** YOUR TASKS **
**A.** Please reproduce, word for word, the part of the passage on David Hicks's guilty plea that begins at the words "Singing from the" and stops after "of hydrogen peroxide.".
**B.** Summarize the passage on David Hicks's guilty plea in two sentences.

··· SOURCE PASSAGE

By pleading guilty to terrorism this week, David Hicks has plastered egg all over the faces of his supporters - the naive hysterics who believe he is a tortured innocent as well as those glory-seeking civil rights lawyers who have attached themselves to his case.

The egg was coming, anyway, as the prosecution finally had an opportunity to lay out its allegations before the United States military commission in Guantanamo Bay, Cuba.

But even as they wiped the yolk from their surprised brows yesterday, apologists for the 31-year-old Muslim convert, aka Mohammed Dawood, had found another way to spin this piece of bad news to their advantage.

"There's no way that this can be seen as a genuine guilty plea," the Greens senator Bob Brown told reporters, ignoring the fact that an innocent man would do anything to have his day in court.

"[It is] simply a plea for release for exit from the inhumane Guantanamo Bay gulag."

Singing from the same songsheet were newspaper letter pages bulging with outrage: "By accepting a plea deal to escape the Guantanamo Bay hellhole, a bit player who hurt nobody becomes a self-confessed war criminal," wrote Lesley Pople of Cremorne.

Thus you see the spin: Hicks only pleaded guilty to get out of the gulag, not because he is guilty. And even if he is a teensy bit guilty he's not a big scary terrorist, like Osama bin Laden. He's just a bit player. A small fish. Which is what most terrorists are. You don't find big fish like bin Laden or Khalid Sheik Mohammed strapping on backpacks full of hydrogen peroxide.

But with Hicks pleading guilty to the charge of providing material support to a terrorist organisation, we can only hope for some respite from the mythology that has grown around him.

No more "Free David Hicks" posters in cafes across the "intellectual" suburbs. Getup! might stop running ads portraying the self-confessed terrorist with the receding hairline as a cherubic nine-year-old. It might even think about returning the $500,000 it received last year in public donations, much of which it spent on salaries and expenses, as Australian Securities and Investments Commission documents reportedly revealed last month.

Maybe now Hicks's supporters might stop referring to him as "gaunt" since courtroom artists in the prison camp have revealed how porky he has grown on meals consumed on the US taxpayer.

Maybe now his lawyers might even drop the pretence that Hicks's hair is long because he needs to wrap it around his eyes to block out an "inhumane" light in his cell 24 hours a day, even though US authorities keep saying the "security light" is so dimmed at night you can't read a book by it.

Maybe now, we can put the American system for dealing with terrorist detainees in perspective, instead of falling for the line that it is the moral equivalent of al-Qaeda.

One such line came from Steven Miles, an America bioethicist who appeared on ABC's Lateline this week complaining about conditions at Guantanamo Bay. One of the techniques was to put "nude pin-ups on the chests of prisoners, having them take them off and then match them up with pin-ups on the floor". Another interrogation tactic was to make the detainees watch movies such as Die Terrorists, Die.

Responding on the program to the allegation that interrogation is designed to manipulate detainees' emotions and weakness, the US chief prosecutor, Moe Davis, said: "I would certainly hope so. I mean, that's the purpose of an interrogation is to obtain intelligence information to prevent the next 9/11 or the next Bali bombing."

Maybe now that he has confessed to being a terrorist people might start remembering the real David Hicks.

······
··· ROWS

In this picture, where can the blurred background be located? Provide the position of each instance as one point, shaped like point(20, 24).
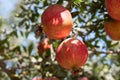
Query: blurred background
point(19, 56)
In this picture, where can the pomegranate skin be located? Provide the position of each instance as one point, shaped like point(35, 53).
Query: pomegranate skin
point(83, 78)
point(43, 46)
point(112, 29)
point(37, 78)
point(113, 8)
point(51, 78)
point(57, 22)
point(71, 54)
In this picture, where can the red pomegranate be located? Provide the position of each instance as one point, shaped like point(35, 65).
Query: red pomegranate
point(37, 78)
point(43, 45)
point(113, 8)
point(51, 78)
point(71, 54)
point(57, 22)
point(83, 78)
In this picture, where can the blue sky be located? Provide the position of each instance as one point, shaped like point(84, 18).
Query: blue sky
point(6, 7)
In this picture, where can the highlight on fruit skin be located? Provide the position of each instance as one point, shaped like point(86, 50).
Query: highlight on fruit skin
point(43, 45)
point(51, 78)
point(112, 29)
point(113, 8)
point(37, 78)
point(57, 22)
point(71, 54)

······

** SOLUTIONS **
**A.**
Singing from the same songsheet were newspaper letter pages bulging with outrage: "By accepting a plea deal to escape the Guantanamo Bay hellhole, a bit player who hurt nobody becomes a self-confessed war criminal," wrote Lesley Pople of Cremorne.

Thus you see the spin: Hicks only pleaded guilty to get out of the gulag, not because he is guilty. And even if he is a teensy bit guilty he's not a big scary terrorist, like Osama bin Laden. He's just a bit player. A small fish. Which is what most terrorists are. You don't find big fish like bin Laden or Khalid Sheik Mohammed strapping on backpacks full of hydrogen peroxide.

**B.** David Hicks's guilty plea to providing material support to a terrorist organization has embarrassed his supporters, who now argue, like Greens senator Bob Brown, that he pleaded only to get out of Guantanamo Bay. The piece hopes the plea will end the mythology around him, from "Free David Hicks" posters and Getup! ads to claims that he is gaunt and troubled by an "inhumane" light in his cell, and that the American system for dealing with terrorist detainees will be put in perspective.